# What you are asked to do:
Set down the material once more, exactly as it appears.

# Exercise input:
========

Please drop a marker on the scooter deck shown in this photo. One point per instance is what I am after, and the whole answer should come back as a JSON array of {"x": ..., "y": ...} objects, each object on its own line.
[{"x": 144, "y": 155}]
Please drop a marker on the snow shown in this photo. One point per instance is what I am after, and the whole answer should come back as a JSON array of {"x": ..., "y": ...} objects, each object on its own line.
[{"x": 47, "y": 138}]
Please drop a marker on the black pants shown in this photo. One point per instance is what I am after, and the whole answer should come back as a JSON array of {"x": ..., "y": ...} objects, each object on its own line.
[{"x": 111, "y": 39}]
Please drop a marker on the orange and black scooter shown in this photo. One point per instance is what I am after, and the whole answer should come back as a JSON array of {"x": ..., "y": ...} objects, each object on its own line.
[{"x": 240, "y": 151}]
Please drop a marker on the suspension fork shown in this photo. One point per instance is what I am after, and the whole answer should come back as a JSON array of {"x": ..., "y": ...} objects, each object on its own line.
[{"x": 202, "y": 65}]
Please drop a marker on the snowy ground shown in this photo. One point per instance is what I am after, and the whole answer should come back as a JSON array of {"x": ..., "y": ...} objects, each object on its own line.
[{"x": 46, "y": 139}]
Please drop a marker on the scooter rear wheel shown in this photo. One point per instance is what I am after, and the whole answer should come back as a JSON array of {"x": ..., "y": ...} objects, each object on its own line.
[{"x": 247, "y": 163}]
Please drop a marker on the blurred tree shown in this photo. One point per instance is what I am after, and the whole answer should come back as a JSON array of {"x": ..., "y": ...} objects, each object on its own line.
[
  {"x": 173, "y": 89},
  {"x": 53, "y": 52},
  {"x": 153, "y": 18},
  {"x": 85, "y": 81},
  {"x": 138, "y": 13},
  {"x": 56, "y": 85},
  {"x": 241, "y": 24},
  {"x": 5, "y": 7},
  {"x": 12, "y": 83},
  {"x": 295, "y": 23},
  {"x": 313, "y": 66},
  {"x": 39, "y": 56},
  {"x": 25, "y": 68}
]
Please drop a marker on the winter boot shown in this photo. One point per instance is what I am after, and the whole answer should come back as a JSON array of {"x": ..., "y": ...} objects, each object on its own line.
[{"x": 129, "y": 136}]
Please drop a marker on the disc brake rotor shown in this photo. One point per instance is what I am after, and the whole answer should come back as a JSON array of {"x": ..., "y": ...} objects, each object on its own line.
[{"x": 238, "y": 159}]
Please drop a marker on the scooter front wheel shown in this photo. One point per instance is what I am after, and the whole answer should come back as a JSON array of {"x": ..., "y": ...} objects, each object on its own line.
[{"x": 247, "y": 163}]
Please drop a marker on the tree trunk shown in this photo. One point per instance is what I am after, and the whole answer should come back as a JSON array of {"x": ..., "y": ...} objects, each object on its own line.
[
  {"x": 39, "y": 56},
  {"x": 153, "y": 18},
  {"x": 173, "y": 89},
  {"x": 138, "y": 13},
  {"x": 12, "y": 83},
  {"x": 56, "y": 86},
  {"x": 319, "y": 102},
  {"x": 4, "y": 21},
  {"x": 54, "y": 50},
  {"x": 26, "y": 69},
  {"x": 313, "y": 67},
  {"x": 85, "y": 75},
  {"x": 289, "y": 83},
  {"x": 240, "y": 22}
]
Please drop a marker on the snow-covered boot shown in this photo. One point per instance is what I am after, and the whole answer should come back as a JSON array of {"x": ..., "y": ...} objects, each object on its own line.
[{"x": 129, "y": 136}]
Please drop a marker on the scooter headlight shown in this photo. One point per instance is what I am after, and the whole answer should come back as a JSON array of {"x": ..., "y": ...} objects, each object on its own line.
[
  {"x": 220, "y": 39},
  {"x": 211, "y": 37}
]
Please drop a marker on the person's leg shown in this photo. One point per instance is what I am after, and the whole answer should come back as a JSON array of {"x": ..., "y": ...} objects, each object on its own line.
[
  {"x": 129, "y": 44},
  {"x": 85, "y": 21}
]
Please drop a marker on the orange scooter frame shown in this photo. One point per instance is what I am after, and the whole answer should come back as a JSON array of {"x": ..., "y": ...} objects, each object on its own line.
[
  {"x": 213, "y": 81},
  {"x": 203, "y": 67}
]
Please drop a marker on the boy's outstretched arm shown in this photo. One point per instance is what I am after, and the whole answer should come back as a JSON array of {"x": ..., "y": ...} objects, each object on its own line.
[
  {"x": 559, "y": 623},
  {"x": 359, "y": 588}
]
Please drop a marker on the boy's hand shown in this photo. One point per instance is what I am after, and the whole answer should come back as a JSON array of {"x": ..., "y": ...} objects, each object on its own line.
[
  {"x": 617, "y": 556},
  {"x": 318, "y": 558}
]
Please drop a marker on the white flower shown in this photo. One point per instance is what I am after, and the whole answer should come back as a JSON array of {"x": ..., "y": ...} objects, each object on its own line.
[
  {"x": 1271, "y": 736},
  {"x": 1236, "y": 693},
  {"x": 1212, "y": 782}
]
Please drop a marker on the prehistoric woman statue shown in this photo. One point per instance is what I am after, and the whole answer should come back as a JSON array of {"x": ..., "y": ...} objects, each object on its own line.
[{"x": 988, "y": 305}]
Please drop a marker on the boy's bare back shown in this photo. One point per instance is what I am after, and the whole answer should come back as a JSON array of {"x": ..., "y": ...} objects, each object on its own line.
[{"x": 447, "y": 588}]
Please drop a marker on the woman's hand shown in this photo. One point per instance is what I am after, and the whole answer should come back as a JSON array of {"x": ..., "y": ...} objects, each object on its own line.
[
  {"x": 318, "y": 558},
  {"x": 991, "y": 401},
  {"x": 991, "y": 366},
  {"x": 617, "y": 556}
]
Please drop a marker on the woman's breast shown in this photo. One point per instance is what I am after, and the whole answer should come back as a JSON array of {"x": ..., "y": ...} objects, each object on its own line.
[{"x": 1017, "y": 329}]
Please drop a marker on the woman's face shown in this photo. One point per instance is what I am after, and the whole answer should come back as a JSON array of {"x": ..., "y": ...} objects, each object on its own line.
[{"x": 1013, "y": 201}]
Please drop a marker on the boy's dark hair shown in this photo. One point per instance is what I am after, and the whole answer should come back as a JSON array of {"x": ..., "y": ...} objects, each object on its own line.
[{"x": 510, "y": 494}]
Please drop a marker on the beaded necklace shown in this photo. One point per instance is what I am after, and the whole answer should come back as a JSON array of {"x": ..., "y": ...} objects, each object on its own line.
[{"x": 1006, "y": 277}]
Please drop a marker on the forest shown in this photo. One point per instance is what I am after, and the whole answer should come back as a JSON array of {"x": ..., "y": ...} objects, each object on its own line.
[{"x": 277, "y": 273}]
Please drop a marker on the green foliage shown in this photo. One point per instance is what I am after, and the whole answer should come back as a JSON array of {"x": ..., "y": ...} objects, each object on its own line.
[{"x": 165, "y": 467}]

========

# Reply to the exercise:
Please drop a marker on the scooter deck shown in this photo. One point per instance is what I am after, and the whole answer should come back as a JSON array of {"x": ..., "y": ...} objects, each object on its own line.
[{"x": 144, "y": 155}]
Please drop a marker on the snow shown in this photo. One point per instance is what I am after, and the whole answer should come back as a JSON array of {"x": ..., "y": ...} objects, each object on its own line.
[{"x": 47, "y": 138}]
Please drop a marker on the black pants shown in this photo. One point per instance is what I am after, and the whole answer should come back as a JSON array of {"x": ..., "y": ...} objects, each object on its own line.
[{"x": 111, "y": 39}]
Please drop a marker on the orange and black scooter shown in this photo. One point per instance is what I am after, and the whole answer should come back as a JSON array of {"x": ..., "y": ...} objects, each object on its own line.
[{"x": 240, "y": 151}]
Please drop a marker on the suspension fork shown in this photo. One point per instance is what I am after, and the whole answer should come back as a JSON array of {"x": ..., "y": ...} objects, each object on its own line.
[{"x": 202, "y": 65}]
Please drop a marker on the snowy ground shown in this photo. One point per instance is what I am after, and the whole answer should come back as a JSON array of {"x": ..., "y": ...} objects, each object on its own line.
[{"x": 46, "y": 139}]
Please drop a marker on the scooter rear wheel shown in this photo. One point per instance is what I am after, and the whole answer should come back as a JSON array of {"x": ..., "y": ...} objects, each object on its own line.
[{"x": 247, "y": 163}]
Please drop a marker on the blurred tree shown in this photo. One point per instance is what I am after, and the whole answer should come back as a JSON array of {"x": ..., "y": ...} objects, each object on its own line.
[
  {"x": 173, "y": 89},
  {"x": 53, "y": 52},
  {"x": 153, "y": 18},
  {"x": 85, "y": 81},
  {"x": 138, "y": 13},
  {"x": 56, "y": 85},
  {"x": 241, "y": 24},
  {"x": 5, "y": 7},
  {"x": 12, "y": 83},
  {"x": 295, "y": 23},
  {"x": 313, "y": 66},
  {"x": 39, "y": 56},
  {"x": 25, "y": 68}
]
Please drop a marker on the winter boot shown in this photo. One point per instance is what I am after, and the whole answer should come back as a JSON array of {"x": ..., "y": ...} objects, each object on its own line.
[{"x": 129, "y": 136}]
Please drop a marker on the disc brake rotor shown in this photo. One point per instance is what I am after, and the whole answer should come back as a JSON array of {"x": ..., "y": ...} objects, each object on its own line.
[{"x": 238, "y": 159}]
Please drop a marker on the scooter front wheel shown in this photo. One point per instance is what I am after, and the whole answer should come back as a JSON array of {"x": ..., "y": ...} objects, each object on its own line.
[{"x": 247, "y": 163}]
Please drop a marker on the tree trunk shown in this photo. One point per instance is what I am after, and the whole answer should come back as a JSON array of {"x": ..., "y": ...} objects, each object on its own line.
[
  {"x": 39, "y": 56},
  {"x": 153, "y": 18},
  {"x": 173, "y": 89},
  {"x": 138, "y": 13},
  {"x": 12, "y": 83},
  {"x": 56, "y": 86},
  {"x": 319, "y": 102},
  {"x": 4, "y": 21},
  {"x": 54, "y": 50},
  {"x": 26, "y": 69},
  {"x": 313, "y": 67},
  {"x": 85, "y": 75},
  {"x": 289, "y": 83},
  {"x": 240, "y": 22}
]
Please drop a marker on the snow-covered boot shown in this photo. One point per instance is what I am after, and the whole answer should come back as a JSON array of {"x": ..., "y": ...} objects, each object on its own line.
[{"x": 129, "y": 136}]
Please drop a marker on the scooter headlight shown in this photo. One point per instance is what I am after, and the whole answer should come back as a JSON array of {"x": ..., "y": ...} objects, each object on its own line.
[
  {"x": 220, "y": 39},
  {"x": 211, "y": 37}
]
Please drop a marker on the person's leg shown in this photo. One point per instance is what I am after, and the whole answer should come back as a JSON array of {"x": ..., "y": ...} objects, each object on its own line.
[
  {"x": 129, "y": 44},
  {"x": 85, "y": 21}
]
Please drop a marker on the orange scooter frame shown in this photo. One point per instance is what I am after, and the whole answer should come back as a JSON array of {"x": ..., "y": ...} objects, each object on its own line.
[
  {"x": 213, "y": 81},
  {"x": 203, "y": 67}
]
Please drop a marker on the boy's outstretched arm shown in this photo. One point per instance is what I am after, and the whole answer should come back as a JSON array of {"x": ..., "y": ...} objects, each object on its own line.
[
  {"x": 559, "y": 623},
  {"x": 359, "y": 588}
]
Please drop a marker on the boy's hand shown in this photo. One point per instance is what I am after, and the whole answer should come back as a JSON array of {"x": ..., "y": ...} objects, each object on its own line.
[
  {"x": 617, "y": 556},
  {"x": 318, "y": 558}
]
Please drop a marker on the white flower shown in this photo. One point per instance is what I am after, and the whole answer should come back as a JSON array of {"x": ..., "y": ...} objects, each object on its own line.
[
  {"x": 1271, "y": 736},
  {"x": 1236, "y": 693},
  {"x": 1212, "y": 782}
]
Please drop a marker on the prehistoric woman statue shown in this photo. One point per instance is what I am after, and the whole answer should come back as a JSON array of {"x": ..., "y": ...} objects, each object on its own line.
[{"x": 988, "y": 305}]
Please drop a marker on the boy's bare back shown in this photo. One point per instance is what I am after, and the whole answer should come back as a JSON array of {"x": ..., "y": ...} objects, each object on its own line.
[{"x": 447, "y": 588}]
Please drop a marker on the woman's hand shown in this photo. One point per instance is what I am after, and the whole answer should come back as a JSON array of {"x": ..., "y": ...} objects, each object on its own line.
[
  {"x": 318, "y": 558},
  {"x": 991, "y": 401},
  {"x": 991, "y": 366},
  {"x": 617, "y": 556}
]
Please drop a marker on the woman's breast shown in this photo. One point per instance is what I am after, and the whole answer should come back as a JSON array of {"x": ..., "y": ...} objects, each object on its own line.
[{"x": 1017, "y": 329}]
Please drop a marker on the woman's face shown in this photo. One point per instance is what I am after, and the whole answer should come back as a JSON array of {"x": ..., "y": ...} objects, each object on its own line.
[{"x": 1013, "y": 201}]
Please drop a marker on the boy's dark hair shown in this photo. One point per instance is what I am after, and the whole answer should come back as a JSON array of {"x": ..., "y": ...} objects, each object on its own line.
[{"x": 510, "y": 494}]
Please drop a marker on the beaded necklace shown in this photo. One point per instance is what I am after, and the whole answer should come back as a JSON array of {"x": ..., "y": ...} objects, each object on its own line.
[{"x": 1006, "y": 277}]
Please drop a marker on the forest shown in this photo. One point per instance is what I am after, and the whole answer should come back as a JSON array of {"x": ..., "y": ...} objects, each object on its own line.
[{"x": 277, "y": 273}]
Please drop a marker on the green foliage shown in this photo. One point per instance is what I am after, and the whole answer should come back as a JSON array of {"x": ..., "y": ...} objects, each object on its own line.
[{"x": 165, "y": 467}]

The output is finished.